Cost questions. What's my average cost per session today vs. last week? Which sessions were in the top 1% of cost, and what made them expensive?
Data questions. What PII has entered agent context in the last 7 days, how was it handled, and where did it end up?
If you can't answer these questions in a reasonable timeframe without a manual investigation, you have observability. You don't have operational capability.
Building an SLA for Your Agent
This is the question that triggers the most discomfort in teams that haven't thought about it: what does reliability mean for an AI agent?
For a traditional API, reliability is relatively straightforward. Uptime percentage. Error rate. Latency percentiles. Defined, measurable, contractable.
For an agent, reliability is more complex because it has a behavioral dimension. An agent that returns a response within your latency target but gives a confidently wrong answer isn't reliable in the sense that matters. You need to define reliability along multiple axes.
Availability. The agent responds. This is table stakes but worth defining — what's your acceptable error rate, what's your acceptable latency at which percentiles?
Behavioral consistency. The agent responds in ways that are consistent with its intended behavior, as evaluated against some defined quality criteria. This requires having defined what "correct" or "acceptable" behavior looks like, which is a product problem before it's an engineering problem.
Governance compliance. The agent operates within its defined policy envelope. It doesn't violate spend budgets, it handles PII according to policy, it doesn't invoke tools it shouldn't invoke. This is measurable if you have governance infrastructure; it's invisible if you don't.

(Image point annotation items)
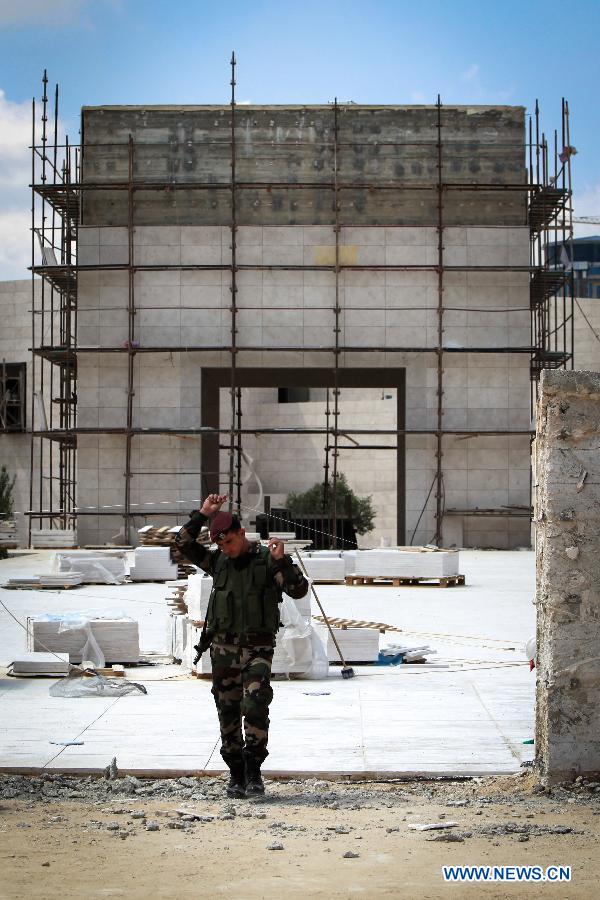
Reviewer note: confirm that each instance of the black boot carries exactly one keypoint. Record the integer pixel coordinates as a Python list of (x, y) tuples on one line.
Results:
[(237, 780), (254, 782)]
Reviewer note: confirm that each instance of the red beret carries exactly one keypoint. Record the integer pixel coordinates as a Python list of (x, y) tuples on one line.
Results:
[(221, 524)]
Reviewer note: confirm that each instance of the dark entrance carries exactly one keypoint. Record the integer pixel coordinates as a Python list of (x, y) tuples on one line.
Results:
[(214, 379)]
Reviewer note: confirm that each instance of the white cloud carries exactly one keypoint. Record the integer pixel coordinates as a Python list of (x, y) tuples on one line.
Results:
[(40, 12), (470, 73), (587, 203), (15, 138), (15, 196), (15, 244)]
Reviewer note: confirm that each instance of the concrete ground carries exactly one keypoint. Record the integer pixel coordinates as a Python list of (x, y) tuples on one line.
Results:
[(467, 713)]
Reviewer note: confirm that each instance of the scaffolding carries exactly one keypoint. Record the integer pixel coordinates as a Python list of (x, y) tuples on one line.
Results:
[(59, 196)]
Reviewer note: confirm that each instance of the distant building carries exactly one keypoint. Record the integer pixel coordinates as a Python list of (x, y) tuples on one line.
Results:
[(586, 263)]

* _Exercise_:
List the axes along which the agent reliability passage says reliability should be defined for an AI agent.

* _Written reply_:
- Availability
- Behavioral consistency
- Governance compliance